Excerpts from a pointing dataset
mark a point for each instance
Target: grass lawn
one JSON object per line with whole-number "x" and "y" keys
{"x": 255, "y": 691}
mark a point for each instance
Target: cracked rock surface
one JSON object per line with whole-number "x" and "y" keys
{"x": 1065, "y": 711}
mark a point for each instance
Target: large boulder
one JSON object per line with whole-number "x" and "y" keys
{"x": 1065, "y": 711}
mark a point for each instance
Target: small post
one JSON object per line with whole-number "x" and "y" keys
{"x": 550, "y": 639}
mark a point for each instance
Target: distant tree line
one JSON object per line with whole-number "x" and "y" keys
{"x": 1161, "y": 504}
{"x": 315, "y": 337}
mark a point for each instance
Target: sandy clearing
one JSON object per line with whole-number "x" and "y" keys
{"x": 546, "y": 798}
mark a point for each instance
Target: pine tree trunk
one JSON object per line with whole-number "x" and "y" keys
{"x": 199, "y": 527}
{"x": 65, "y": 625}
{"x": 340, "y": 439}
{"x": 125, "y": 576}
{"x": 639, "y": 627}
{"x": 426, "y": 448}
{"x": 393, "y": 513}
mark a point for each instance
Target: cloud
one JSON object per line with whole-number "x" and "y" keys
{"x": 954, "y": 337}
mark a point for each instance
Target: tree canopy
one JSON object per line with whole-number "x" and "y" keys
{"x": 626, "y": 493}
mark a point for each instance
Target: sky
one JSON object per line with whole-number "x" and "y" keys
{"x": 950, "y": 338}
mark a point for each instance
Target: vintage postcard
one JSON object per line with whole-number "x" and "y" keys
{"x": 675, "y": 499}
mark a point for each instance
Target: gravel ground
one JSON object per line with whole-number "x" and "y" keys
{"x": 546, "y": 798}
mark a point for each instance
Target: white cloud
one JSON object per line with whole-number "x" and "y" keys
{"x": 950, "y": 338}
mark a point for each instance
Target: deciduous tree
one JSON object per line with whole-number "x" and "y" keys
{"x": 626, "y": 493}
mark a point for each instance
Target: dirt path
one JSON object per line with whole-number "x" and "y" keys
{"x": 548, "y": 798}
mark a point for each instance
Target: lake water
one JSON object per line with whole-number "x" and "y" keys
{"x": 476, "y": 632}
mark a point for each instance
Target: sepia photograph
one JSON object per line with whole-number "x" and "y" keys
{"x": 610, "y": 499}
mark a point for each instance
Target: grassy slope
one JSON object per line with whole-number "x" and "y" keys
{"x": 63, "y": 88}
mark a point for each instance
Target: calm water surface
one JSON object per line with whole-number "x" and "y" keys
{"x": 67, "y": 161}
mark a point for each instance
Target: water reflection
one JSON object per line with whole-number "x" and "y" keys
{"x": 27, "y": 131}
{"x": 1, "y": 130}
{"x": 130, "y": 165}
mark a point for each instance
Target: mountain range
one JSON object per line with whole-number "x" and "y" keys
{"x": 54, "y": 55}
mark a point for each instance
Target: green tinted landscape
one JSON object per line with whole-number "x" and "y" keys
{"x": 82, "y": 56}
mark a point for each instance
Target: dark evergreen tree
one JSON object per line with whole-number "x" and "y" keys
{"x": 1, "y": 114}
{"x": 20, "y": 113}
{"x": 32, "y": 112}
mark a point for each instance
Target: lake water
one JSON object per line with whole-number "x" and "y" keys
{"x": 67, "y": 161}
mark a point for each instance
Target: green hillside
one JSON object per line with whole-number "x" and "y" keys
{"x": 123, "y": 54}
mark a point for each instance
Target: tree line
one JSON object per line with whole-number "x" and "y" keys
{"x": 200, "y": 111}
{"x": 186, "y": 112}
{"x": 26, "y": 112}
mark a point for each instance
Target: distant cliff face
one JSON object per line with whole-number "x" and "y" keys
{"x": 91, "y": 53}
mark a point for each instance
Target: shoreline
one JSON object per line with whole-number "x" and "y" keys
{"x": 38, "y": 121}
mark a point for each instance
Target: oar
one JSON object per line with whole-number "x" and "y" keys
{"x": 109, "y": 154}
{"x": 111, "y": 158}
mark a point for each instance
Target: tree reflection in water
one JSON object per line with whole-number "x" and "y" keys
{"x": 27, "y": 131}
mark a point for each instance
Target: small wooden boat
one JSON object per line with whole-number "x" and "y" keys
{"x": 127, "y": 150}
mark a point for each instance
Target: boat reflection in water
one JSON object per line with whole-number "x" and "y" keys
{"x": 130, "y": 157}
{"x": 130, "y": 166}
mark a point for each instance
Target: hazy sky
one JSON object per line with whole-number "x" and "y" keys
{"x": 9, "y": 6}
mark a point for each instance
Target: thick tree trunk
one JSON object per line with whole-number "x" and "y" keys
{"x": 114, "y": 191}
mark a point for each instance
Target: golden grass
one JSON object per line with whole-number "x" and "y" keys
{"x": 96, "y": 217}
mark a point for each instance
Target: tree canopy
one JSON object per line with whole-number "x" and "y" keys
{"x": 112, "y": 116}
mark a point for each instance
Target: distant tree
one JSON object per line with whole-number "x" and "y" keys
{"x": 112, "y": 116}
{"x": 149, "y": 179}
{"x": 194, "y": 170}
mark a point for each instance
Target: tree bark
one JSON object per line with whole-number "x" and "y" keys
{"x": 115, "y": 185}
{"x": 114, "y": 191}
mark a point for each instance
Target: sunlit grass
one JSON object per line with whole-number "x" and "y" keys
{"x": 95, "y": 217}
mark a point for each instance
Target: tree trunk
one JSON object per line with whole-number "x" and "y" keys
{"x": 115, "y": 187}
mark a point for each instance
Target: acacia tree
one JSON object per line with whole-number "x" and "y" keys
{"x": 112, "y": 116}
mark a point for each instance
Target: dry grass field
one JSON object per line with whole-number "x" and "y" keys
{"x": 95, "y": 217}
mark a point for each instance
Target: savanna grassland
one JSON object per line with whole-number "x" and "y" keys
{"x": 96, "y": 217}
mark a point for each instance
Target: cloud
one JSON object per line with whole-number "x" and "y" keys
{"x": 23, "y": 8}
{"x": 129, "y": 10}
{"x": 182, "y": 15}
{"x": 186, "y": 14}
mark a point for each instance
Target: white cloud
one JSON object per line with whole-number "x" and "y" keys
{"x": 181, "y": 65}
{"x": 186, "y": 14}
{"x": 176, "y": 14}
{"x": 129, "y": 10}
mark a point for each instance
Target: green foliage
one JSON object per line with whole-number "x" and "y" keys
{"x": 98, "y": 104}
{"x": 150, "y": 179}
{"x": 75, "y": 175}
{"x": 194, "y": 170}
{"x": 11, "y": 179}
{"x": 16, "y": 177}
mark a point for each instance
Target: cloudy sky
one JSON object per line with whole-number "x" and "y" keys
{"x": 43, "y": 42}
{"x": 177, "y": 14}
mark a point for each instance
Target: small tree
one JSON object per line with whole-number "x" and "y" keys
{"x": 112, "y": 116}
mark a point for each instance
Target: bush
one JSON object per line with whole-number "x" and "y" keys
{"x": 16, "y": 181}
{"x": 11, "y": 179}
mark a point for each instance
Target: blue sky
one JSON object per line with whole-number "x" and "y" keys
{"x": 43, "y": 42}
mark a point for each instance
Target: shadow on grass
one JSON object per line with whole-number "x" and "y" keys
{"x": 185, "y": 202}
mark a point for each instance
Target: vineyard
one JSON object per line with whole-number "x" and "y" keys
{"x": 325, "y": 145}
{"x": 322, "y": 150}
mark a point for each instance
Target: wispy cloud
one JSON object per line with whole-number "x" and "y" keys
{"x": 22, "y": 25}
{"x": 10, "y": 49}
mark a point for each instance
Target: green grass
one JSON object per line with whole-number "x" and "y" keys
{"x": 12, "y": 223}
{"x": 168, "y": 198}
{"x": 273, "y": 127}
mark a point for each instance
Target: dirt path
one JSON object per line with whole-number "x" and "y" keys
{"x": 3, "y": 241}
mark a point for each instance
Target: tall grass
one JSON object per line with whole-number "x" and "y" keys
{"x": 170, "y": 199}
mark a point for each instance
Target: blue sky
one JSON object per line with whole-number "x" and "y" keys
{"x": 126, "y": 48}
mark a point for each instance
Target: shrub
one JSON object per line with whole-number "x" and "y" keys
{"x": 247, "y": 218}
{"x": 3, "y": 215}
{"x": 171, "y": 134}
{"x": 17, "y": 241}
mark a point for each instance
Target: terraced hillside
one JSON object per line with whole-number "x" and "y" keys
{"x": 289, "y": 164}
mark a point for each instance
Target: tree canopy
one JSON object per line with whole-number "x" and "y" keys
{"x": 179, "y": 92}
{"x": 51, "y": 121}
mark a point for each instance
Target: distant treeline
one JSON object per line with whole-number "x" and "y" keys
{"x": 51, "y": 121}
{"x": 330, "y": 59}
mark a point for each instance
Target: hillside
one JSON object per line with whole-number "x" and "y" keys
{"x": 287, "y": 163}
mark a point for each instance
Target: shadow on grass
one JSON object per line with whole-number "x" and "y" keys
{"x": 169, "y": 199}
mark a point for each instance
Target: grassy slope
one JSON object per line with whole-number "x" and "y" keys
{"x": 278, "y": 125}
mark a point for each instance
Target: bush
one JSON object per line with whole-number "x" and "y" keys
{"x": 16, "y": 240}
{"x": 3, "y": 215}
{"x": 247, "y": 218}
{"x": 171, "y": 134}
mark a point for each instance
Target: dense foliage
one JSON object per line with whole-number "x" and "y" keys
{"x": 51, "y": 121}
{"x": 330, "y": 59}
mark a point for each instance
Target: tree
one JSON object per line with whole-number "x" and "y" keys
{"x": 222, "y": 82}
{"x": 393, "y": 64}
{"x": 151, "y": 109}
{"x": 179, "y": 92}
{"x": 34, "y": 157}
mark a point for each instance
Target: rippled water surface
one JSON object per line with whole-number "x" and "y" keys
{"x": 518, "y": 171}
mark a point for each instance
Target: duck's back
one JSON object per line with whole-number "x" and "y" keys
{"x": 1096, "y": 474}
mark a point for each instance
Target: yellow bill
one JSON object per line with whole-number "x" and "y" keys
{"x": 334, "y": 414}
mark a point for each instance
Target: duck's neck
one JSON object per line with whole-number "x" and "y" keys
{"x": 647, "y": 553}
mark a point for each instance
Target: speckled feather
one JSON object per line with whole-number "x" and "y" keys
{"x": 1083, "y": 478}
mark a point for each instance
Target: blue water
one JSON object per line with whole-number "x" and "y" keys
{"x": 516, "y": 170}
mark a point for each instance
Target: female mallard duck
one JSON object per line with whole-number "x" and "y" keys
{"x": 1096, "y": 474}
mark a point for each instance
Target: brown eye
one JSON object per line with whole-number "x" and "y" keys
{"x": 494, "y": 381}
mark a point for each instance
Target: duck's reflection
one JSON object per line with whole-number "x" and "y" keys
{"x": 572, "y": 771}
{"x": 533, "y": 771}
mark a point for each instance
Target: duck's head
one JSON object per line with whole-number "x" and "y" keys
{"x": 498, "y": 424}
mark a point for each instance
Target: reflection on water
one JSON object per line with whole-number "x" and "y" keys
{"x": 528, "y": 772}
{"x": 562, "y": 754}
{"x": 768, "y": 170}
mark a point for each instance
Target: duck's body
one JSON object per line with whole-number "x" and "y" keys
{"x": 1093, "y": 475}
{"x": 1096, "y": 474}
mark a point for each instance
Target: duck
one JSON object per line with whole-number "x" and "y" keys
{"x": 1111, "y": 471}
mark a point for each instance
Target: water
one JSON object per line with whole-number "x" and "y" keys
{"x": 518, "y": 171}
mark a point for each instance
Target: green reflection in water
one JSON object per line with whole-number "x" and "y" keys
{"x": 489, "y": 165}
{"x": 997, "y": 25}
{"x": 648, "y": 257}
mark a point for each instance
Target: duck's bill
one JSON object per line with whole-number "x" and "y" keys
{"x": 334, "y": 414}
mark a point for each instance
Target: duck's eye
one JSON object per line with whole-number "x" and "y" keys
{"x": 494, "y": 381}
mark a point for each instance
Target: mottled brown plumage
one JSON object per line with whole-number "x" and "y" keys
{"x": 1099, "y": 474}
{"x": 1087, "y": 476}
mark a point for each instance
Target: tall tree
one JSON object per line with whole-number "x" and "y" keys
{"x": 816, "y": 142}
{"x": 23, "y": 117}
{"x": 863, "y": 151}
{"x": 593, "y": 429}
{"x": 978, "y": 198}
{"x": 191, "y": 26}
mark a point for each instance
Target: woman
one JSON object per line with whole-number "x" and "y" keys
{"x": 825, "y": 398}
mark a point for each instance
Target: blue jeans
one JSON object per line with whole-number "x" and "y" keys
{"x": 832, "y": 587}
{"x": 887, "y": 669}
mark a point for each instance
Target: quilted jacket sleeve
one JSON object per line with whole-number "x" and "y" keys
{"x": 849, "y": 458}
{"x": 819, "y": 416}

### Task objective
Identify every line in the entries above that contains the word "reflection", and copy each such line in full.

### Answer to this problem
Target: water reflection
Target: tree reflection in water
Target: boat reflection in water
Target: duck's reflection
Target: reflection on water
Target: green reflection in water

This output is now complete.